Records from a dataset:
= = = = = = =
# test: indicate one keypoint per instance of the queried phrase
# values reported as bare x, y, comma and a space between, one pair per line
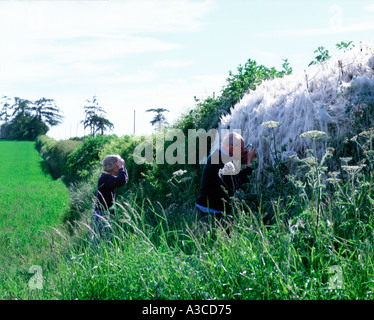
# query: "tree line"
25, 119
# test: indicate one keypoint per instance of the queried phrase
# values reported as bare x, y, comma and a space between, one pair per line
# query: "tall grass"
321, 231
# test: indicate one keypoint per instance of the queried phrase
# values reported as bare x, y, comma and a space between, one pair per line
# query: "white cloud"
173, 63
370, 7
368, 26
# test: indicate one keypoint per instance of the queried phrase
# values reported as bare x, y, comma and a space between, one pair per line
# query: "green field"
318, 246
30, 203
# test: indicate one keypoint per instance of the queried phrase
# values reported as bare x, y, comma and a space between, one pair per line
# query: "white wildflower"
314, 134
271, 124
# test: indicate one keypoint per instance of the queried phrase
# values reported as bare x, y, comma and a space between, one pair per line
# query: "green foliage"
80, 163
56, 153
322, 56
207, 113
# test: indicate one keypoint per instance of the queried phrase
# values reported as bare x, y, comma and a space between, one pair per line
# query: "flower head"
314, 134
271, 124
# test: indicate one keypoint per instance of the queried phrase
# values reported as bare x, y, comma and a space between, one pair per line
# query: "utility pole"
134, 123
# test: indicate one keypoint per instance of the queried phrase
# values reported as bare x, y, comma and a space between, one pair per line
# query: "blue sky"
136, 55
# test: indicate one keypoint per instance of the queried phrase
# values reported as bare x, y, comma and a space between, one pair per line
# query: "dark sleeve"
234, 182
243, 176
112, 182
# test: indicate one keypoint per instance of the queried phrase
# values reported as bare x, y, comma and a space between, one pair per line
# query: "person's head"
110, 163
233, 143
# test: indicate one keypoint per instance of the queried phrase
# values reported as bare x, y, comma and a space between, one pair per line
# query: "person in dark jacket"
221, 178
114, 175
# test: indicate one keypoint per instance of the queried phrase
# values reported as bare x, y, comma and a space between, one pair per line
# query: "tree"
29, 118
20, 106
159, 119
47, 111
4, 116
94, 117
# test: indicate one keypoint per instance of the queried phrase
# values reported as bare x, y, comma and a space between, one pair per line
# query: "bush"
79, 163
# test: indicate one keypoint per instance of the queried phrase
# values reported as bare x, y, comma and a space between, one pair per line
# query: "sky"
137, 55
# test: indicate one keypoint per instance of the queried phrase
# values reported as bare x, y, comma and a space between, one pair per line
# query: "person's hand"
250, 155
120, 163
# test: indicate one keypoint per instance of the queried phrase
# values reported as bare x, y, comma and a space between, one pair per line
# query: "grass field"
318, 246
30, 203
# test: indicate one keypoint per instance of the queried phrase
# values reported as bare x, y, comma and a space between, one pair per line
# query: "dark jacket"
215, 192
105, 188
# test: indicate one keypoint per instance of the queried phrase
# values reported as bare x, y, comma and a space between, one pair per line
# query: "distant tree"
94, 117
46, 110
103, 125
4, 115
159, 119
345, 45
29, 118
20, 106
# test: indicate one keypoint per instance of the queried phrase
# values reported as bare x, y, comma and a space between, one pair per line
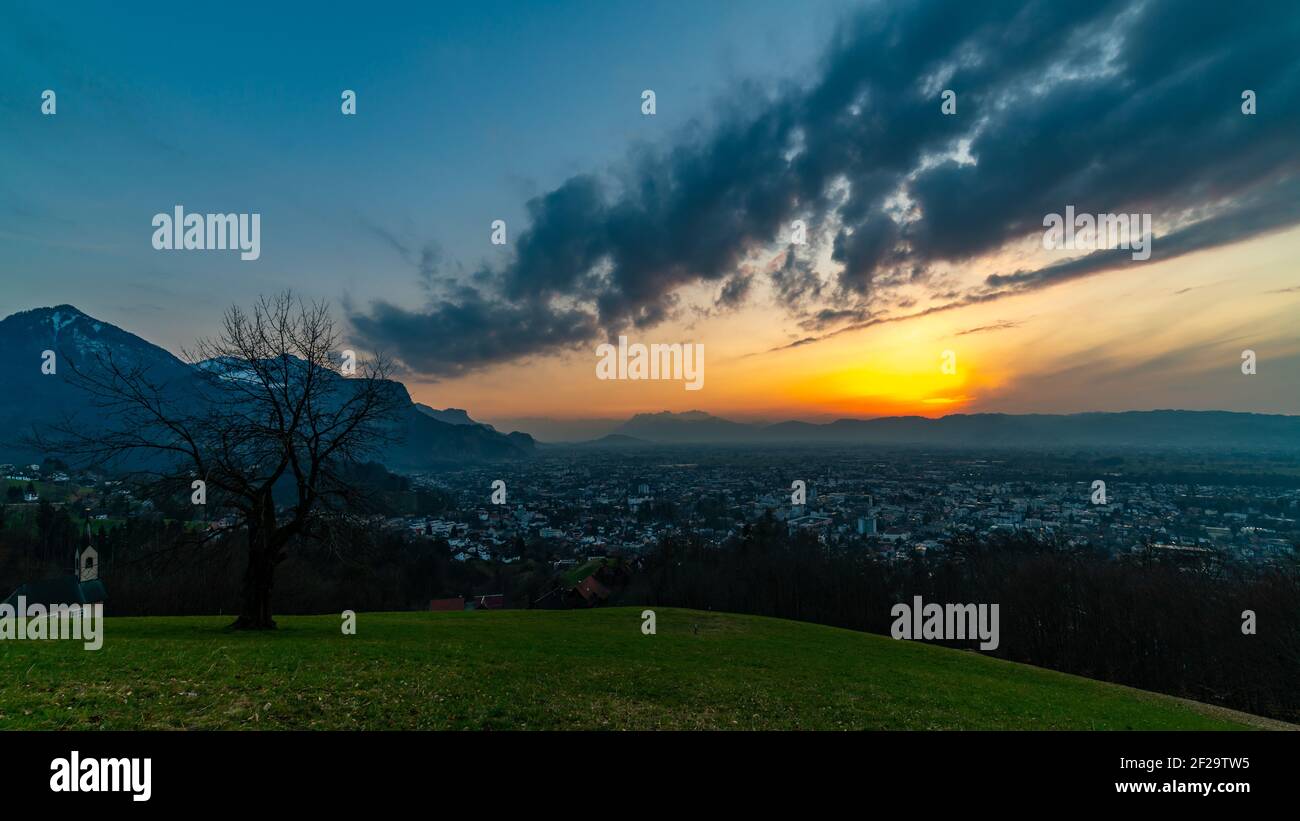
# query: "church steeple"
87, 560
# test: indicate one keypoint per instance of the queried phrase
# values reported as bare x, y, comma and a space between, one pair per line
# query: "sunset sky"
924, 230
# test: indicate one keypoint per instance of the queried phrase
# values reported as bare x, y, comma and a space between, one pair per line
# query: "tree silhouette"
265, 418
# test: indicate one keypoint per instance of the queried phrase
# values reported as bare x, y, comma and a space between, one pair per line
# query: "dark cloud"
1109, 107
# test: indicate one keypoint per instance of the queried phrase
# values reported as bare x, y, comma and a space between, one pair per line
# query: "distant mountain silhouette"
1182, 429
34, 400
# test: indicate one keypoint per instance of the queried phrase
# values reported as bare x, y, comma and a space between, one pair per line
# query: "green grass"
546, 669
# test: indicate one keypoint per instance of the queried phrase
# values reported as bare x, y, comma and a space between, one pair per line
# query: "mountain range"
33, 399
1178, 429
434, 438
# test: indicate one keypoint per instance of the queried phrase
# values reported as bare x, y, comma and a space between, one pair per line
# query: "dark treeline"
378, 570
1138, 621
157, 567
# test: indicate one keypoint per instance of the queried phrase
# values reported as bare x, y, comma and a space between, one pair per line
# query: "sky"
923, 285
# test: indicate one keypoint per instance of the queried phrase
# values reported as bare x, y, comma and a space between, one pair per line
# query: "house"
592, 591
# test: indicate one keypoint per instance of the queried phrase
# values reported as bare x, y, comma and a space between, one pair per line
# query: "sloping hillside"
546, 669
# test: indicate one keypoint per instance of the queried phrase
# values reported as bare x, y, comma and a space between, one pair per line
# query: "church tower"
87, 560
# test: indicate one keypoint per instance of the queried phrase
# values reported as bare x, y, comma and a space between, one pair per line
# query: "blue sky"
466, 111
924, 227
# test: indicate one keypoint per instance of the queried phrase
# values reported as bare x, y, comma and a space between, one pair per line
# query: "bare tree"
271, 418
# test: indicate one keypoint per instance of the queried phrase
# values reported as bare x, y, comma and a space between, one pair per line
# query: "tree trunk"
255, 603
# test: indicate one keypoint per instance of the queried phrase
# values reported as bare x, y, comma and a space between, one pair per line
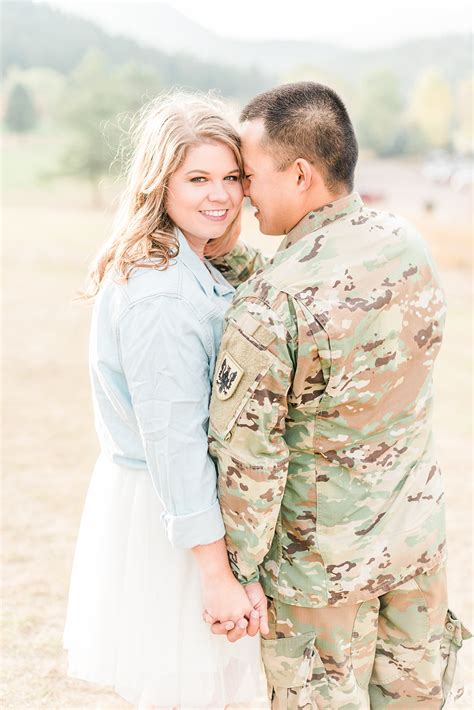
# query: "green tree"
379, 113
431, 109
20, 113
92, 105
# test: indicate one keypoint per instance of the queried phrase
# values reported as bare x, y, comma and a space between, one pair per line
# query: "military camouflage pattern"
242, 263
328, 481
397, 650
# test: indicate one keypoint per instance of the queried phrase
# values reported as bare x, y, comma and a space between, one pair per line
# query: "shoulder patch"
228, 377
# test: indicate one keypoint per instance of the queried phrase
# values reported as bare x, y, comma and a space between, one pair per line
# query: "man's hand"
257, 620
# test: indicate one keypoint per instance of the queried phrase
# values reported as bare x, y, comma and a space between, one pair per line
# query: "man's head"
299, 151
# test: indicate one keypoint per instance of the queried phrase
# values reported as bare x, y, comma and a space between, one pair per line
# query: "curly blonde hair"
163, 130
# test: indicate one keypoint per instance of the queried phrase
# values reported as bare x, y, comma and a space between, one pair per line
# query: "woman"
150, 553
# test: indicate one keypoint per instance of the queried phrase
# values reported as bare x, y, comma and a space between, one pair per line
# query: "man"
320, 423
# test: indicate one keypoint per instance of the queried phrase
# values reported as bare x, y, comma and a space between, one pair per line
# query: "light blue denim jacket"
153, 348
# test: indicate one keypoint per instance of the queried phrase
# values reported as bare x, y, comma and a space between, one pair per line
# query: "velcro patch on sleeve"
250, 325
228, 377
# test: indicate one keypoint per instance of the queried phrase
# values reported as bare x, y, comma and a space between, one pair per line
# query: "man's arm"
240, 263
247, 424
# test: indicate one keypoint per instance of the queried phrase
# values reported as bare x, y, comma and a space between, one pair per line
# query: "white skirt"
134, 619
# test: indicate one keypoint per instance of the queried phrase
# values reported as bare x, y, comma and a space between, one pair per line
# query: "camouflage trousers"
397, 650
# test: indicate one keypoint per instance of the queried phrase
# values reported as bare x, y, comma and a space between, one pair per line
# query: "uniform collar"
321, 217
192, 262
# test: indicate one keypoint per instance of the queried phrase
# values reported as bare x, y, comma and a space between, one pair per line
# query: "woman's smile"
215, 215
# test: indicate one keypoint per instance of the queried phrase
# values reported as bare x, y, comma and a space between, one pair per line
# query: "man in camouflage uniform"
320, 423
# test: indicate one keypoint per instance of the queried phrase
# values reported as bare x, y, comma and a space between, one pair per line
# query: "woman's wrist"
212, 561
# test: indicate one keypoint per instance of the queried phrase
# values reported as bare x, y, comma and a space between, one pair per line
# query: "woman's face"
205, 193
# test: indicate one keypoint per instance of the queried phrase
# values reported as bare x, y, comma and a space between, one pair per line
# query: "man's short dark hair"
307, 120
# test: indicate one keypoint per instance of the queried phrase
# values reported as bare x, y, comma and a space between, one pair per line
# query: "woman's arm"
164, 350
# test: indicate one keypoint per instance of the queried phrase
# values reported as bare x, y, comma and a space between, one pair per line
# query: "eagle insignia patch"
228, 377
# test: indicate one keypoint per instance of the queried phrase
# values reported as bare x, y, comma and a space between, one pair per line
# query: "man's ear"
304, 174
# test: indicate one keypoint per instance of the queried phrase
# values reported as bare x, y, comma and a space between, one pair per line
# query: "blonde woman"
150, 554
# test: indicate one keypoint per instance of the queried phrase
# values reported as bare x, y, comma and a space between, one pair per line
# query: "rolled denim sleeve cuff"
195, 529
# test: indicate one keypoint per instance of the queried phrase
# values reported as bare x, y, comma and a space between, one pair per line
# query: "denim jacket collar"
192, 262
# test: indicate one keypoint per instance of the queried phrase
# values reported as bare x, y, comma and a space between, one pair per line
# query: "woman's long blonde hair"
161, 134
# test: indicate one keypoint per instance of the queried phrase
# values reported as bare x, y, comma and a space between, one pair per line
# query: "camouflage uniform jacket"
320, 418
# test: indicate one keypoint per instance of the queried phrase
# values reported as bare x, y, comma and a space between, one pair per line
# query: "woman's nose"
218, 193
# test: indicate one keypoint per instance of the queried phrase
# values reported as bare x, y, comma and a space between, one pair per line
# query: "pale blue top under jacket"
153, 348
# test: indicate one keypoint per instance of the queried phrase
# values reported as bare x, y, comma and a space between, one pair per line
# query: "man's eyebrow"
205, 172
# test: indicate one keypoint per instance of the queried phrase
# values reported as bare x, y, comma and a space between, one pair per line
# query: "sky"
361, 24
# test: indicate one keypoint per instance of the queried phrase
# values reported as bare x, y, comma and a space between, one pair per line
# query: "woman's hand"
225, 600
226, 242
257, 620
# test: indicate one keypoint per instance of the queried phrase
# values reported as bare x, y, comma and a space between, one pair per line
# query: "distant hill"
166, 29
38, 35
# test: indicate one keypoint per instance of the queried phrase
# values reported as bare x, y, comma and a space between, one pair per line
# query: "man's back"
327, 470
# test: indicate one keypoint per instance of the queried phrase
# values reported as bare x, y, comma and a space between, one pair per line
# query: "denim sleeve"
165, 350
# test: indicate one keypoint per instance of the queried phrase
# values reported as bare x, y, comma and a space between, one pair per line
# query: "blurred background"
72, 75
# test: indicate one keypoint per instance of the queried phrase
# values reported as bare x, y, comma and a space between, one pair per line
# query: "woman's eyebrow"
205, 172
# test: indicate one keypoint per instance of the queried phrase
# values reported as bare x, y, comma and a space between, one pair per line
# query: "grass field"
50, 446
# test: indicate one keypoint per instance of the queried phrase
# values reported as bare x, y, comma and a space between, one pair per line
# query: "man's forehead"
252, 132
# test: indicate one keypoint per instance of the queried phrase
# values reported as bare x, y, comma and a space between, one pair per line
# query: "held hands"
255, 619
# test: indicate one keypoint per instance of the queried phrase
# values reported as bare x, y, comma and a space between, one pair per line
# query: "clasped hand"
241, 612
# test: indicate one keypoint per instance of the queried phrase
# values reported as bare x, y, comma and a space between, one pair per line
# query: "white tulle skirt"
134, 619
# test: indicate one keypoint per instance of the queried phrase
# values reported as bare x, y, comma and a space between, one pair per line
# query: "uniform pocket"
289, 661
364, 641
403, 630
249, 364
453, 636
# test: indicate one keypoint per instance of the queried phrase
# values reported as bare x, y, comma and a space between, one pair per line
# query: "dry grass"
51, 445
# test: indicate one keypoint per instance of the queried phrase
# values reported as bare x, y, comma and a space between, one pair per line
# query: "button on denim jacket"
153, 347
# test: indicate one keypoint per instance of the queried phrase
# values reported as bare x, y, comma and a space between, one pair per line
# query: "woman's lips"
215, 215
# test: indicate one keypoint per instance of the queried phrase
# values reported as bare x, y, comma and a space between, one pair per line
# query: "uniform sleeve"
247, 425
240, 264
165, 357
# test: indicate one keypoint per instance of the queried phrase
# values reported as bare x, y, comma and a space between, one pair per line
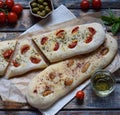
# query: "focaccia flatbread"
64, 43
6, 50
25, 58
59, 79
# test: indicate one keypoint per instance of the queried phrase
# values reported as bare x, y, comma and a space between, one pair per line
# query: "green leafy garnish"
113, 21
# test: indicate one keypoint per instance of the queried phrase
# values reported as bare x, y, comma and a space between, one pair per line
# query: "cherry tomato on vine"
12, 17
2, 17
1, 4
9, 3
80, 95
96, 4
17, 8
85, 4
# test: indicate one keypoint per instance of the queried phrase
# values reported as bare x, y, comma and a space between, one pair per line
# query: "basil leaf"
115, 28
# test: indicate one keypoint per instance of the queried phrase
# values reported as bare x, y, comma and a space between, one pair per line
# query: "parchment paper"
14, 89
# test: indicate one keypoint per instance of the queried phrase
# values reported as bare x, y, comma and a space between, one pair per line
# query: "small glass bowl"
50, 4
103, 82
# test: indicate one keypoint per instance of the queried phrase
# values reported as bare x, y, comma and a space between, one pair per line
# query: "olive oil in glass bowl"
103, 82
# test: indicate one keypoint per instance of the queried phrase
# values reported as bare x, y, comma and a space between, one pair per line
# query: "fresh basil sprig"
113, 21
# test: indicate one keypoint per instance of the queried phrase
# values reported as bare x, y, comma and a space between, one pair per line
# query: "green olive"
40, 1
38, 12
41, 7
47, 10
35, 9
45, 3
33, 4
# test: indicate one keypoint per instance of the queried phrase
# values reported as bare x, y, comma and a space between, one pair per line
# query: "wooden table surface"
92, 105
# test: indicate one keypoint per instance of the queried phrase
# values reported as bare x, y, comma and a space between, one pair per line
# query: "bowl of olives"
41, 8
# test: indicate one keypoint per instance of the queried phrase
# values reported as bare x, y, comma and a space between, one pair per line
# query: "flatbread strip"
25, 59
6, 50
59, 79
67, 42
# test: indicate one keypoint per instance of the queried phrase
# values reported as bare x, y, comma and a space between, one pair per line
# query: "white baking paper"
14, 89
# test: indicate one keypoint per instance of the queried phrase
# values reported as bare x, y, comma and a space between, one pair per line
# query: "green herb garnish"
113, 21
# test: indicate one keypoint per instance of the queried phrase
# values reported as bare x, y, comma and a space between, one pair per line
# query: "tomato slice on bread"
73, 44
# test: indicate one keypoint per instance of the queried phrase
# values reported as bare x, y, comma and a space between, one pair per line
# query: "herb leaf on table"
113, 21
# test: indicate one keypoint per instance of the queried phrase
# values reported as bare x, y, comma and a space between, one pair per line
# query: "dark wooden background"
92, 104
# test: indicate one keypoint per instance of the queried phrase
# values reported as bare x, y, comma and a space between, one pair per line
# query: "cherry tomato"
96, 4
2, 17
25, 48
80, 95
9, 3
1, 4
15, 63
34, 60
12, 17
17, 8
56, 46
85, 4
44, 40
73, 44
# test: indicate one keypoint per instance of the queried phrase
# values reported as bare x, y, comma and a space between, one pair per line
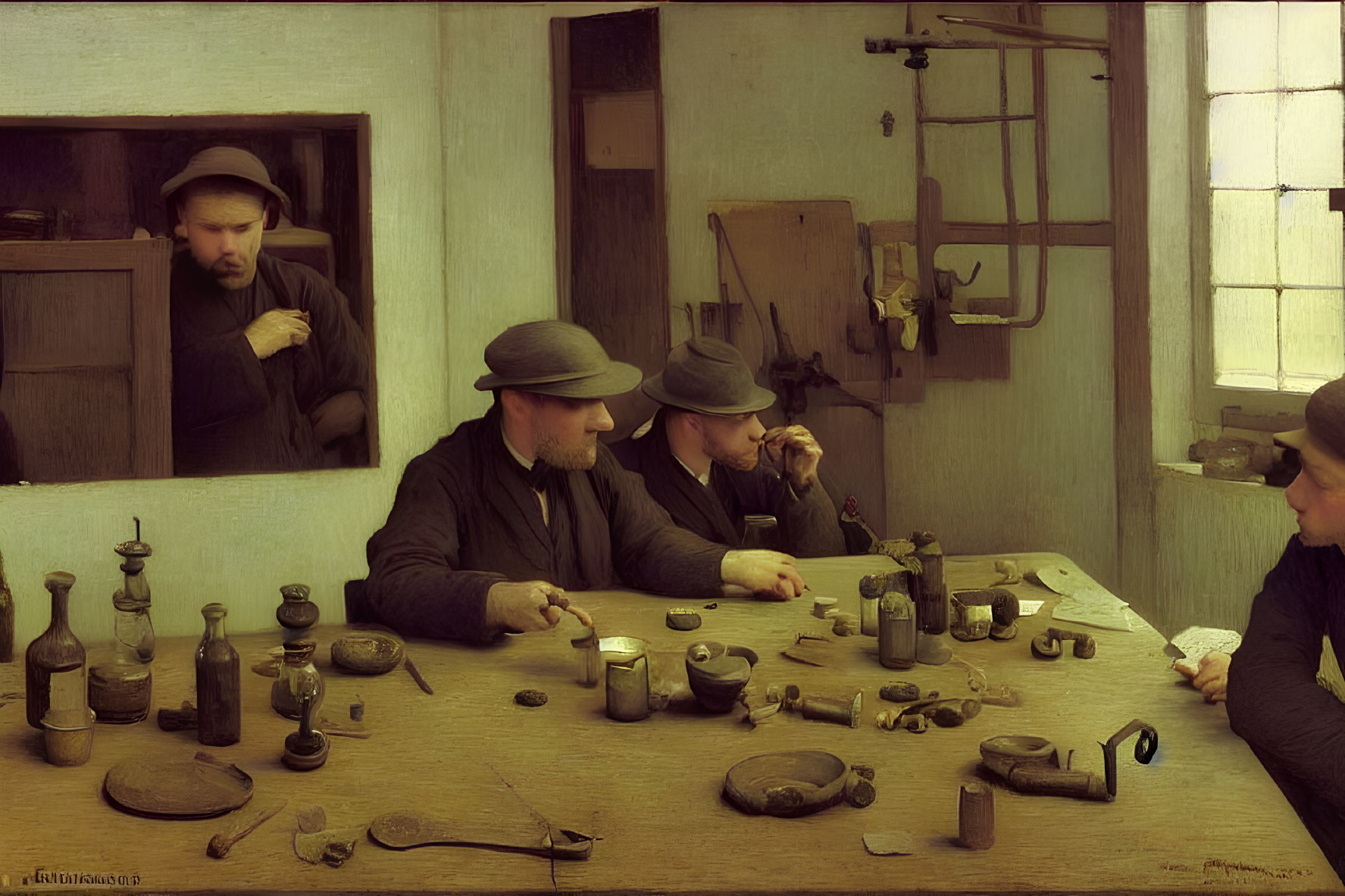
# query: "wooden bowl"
= = = = = = =
• [STATED PROBLEM]:
Gather every line from the lines above that contains the string "skirt", copying each one in full. Case counts when matching.

• [COMPLETE RESPONSE]:
# query: "white skirt"
# query: "white tulle skirt"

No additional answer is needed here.